■ Task data:
☆ ☆ ☆ ☆ ☆

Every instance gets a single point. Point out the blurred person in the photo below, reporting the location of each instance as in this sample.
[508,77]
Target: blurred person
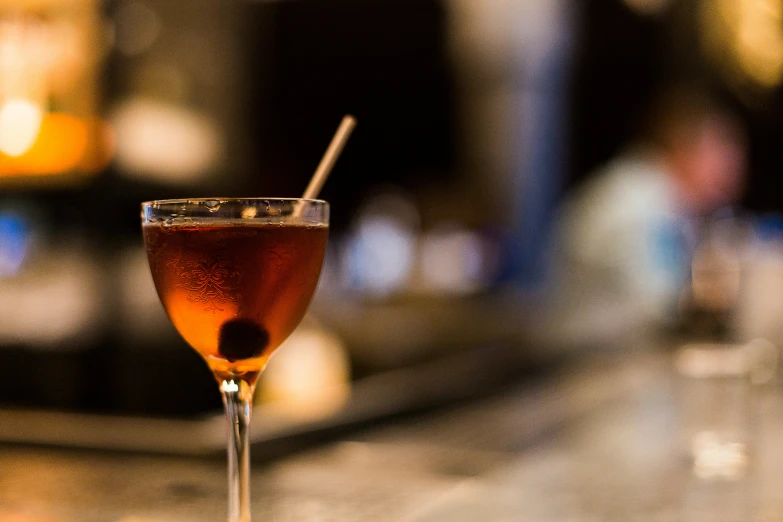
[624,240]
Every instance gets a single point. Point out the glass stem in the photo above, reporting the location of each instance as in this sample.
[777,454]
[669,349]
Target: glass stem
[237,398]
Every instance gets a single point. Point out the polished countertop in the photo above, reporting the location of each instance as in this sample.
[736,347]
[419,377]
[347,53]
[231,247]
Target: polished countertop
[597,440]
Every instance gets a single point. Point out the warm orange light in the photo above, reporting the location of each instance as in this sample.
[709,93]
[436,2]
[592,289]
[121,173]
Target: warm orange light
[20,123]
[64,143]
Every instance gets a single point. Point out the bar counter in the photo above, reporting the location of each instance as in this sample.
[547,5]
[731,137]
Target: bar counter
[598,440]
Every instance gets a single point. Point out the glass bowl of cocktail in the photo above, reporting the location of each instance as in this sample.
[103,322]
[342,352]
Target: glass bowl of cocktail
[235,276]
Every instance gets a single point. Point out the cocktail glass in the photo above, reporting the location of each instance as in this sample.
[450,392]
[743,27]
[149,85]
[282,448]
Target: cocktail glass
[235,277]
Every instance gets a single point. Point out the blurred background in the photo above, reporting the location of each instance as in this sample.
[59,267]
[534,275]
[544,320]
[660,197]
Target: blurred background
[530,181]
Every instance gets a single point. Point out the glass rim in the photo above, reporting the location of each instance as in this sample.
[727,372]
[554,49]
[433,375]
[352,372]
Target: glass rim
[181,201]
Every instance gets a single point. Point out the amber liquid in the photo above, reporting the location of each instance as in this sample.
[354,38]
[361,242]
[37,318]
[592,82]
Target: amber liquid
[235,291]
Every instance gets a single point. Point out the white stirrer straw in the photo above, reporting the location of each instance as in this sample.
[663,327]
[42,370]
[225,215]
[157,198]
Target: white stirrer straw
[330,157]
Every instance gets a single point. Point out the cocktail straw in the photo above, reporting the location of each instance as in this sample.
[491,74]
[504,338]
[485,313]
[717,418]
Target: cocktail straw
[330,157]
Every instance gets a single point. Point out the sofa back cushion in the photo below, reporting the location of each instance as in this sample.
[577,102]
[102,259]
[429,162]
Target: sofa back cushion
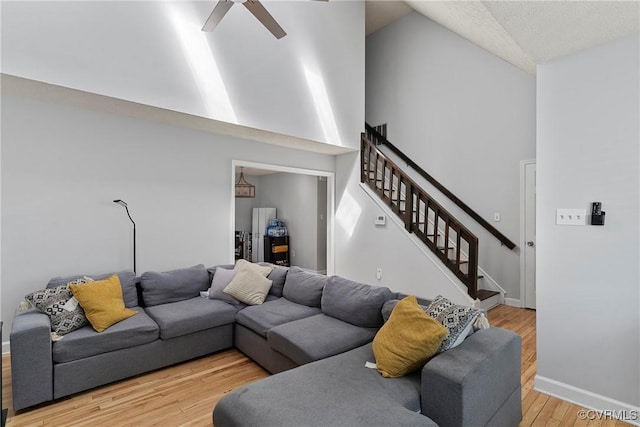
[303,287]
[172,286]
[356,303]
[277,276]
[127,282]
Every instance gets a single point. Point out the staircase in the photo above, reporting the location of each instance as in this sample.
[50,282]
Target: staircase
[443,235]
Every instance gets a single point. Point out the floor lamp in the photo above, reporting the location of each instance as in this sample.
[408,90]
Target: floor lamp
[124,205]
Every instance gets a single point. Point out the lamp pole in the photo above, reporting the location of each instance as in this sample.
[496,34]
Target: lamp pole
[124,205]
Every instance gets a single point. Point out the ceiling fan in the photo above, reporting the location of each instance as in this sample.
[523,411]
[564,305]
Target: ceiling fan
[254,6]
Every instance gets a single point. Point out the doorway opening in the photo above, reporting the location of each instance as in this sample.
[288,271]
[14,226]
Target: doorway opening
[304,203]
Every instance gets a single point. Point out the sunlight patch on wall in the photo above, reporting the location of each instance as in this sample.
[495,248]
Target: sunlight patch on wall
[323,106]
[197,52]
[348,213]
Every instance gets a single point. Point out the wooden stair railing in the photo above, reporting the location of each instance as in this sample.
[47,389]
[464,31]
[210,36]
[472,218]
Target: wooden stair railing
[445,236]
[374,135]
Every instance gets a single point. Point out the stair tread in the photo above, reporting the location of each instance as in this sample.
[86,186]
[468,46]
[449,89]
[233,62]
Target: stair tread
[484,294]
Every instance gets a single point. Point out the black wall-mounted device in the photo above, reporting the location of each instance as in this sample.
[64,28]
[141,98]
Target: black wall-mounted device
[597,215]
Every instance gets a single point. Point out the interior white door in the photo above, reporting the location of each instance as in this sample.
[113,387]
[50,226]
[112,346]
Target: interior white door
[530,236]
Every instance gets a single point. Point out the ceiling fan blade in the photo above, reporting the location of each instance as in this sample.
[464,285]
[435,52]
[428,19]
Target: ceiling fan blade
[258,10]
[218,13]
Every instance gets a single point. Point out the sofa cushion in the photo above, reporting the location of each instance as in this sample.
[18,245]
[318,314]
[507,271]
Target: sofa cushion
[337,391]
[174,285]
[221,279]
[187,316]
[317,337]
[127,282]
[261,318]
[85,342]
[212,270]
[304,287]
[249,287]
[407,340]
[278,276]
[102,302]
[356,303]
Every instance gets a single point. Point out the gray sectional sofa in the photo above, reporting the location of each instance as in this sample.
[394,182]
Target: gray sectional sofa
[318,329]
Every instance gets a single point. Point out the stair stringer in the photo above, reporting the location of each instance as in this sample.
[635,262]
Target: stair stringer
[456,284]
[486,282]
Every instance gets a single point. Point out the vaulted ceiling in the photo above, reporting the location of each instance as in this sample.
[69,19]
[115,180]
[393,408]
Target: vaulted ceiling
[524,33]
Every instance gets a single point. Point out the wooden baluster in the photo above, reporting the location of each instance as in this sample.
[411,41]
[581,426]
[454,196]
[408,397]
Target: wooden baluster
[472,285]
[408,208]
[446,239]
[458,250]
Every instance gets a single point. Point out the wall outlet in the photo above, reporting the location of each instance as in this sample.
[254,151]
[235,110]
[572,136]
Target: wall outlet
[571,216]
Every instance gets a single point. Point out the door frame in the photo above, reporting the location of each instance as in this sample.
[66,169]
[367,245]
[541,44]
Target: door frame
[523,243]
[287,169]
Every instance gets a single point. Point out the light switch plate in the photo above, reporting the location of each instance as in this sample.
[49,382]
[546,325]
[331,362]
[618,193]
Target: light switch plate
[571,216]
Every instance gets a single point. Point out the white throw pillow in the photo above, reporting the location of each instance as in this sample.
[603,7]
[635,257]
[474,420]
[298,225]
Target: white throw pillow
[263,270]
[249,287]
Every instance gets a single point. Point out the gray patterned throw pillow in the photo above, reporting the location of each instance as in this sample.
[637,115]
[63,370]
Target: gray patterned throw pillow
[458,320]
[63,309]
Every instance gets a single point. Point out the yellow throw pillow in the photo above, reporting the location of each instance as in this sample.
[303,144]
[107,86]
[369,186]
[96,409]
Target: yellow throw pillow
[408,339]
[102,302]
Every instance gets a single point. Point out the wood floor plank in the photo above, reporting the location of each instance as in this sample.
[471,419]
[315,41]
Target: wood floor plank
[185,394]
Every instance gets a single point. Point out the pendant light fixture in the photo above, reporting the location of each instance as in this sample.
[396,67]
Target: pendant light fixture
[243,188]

☆ ☆ ☆ ☆ ☆

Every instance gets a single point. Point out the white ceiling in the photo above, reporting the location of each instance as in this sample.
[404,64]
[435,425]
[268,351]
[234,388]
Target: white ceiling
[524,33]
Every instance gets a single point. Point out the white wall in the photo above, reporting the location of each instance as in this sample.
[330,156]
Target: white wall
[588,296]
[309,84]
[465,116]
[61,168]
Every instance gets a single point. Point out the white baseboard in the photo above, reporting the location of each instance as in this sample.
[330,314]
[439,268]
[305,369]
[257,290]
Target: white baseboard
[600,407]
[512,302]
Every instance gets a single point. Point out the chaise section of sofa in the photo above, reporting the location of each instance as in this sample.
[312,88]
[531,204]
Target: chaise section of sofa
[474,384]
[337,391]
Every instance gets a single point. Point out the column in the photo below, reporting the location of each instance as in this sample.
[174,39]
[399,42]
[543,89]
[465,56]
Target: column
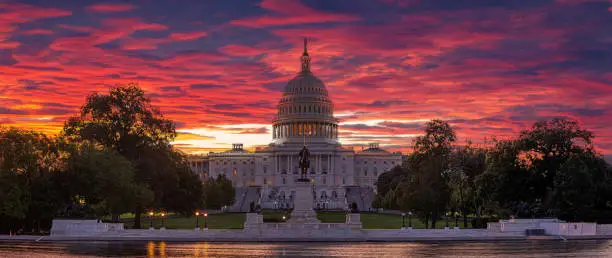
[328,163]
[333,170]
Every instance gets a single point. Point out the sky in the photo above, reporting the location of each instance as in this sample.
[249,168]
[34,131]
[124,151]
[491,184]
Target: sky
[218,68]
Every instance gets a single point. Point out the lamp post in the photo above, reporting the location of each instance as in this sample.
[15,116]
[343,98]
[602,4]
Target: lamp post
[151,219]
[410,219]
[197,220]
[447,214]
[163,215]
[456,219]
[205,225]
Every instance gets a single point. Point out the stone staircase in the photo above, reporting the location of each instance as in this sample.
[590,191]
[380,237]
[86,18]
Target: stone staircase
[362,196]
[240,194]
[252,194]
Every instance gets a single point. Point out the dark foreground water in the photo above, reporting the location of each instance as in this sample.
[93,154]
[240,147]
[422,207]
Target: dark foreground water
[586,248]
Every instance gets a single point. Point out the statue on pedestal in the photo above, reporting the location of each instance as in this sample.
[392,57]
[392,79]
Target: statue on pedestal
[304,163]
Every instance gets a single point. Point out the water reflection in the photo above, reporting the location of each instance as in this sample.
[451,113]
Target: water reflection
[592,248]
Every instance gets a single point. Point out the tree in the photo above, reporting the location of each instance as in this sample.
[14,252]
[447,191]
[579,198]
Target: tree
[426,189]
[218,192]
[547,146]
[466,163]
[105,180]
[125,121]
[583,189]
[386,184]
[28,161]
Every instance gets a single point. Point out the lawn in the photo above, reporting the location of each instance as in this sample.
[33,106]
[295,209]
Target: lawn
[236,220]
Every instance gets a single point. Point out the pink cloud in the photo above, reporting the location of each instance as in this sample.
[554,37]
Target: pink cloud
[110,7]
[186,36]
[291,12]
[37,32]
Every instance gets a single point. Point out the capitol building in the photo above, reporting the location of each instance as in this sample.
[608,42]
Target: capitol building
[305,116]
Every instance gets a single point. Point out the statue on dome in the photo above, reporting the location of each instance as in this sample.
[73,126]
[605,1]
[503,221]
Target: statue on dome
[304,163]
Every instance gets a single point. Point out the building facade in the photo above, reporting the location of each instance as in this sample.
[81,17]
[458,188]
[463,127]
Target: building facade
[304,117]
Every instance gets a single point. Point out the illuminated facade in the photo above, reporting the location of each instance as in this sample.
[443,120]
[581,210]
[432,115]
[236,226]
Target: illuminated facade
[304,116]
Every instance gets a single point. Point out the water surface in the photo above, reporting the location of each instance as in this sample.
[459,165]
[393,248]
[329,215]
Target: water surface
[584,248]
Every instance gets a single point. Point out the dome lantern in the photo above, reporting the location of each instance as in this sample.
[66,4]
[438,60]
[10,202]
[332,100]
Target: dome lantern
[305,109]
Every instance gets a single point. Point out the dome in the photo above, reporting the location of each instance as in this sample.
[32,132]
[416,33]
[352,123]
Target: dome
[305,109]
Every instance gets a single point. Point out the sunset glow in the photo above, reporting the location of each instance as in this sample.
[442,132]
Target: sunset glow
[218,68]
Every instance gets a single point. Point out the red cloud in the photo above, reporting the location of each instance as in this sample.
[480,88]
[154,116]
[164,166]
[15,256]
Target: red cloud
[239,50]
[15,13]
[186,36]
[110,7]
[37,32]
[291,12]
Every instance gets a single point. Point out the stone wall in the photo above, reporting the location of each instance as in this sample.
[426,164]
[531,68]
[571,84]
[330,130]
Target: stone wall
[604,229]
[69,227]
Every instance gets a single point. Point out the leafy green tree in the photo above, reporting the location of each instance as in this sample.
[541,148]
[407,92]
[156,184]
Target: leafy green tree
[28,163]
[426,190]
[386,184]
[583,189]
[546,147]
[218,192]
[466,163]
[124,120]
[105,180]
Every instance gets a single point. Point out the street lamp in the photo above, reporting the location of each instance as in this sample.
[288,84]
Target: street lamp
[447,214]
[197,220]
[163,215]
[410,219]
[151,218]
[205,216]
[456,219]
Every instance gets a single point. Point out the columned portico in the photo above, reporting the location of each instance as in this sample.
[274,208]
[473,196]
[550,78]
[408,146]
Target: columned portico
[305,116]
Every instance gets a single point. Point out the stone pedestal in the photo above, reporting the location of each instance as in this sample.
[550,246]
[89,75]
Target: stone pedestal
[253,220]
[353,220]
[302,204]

☆ ☆ ☆ ☆ ☆

■ Direction: Pick out every line in the records above that contains the word "sunlight", and copy each of those lines. Case counts.

■ Completed task:
Every instance gets a single point. Point out the sunlight patch on wall in the photo above, reporting the location of each instance as in this sample.
Target: sunlight patch on wall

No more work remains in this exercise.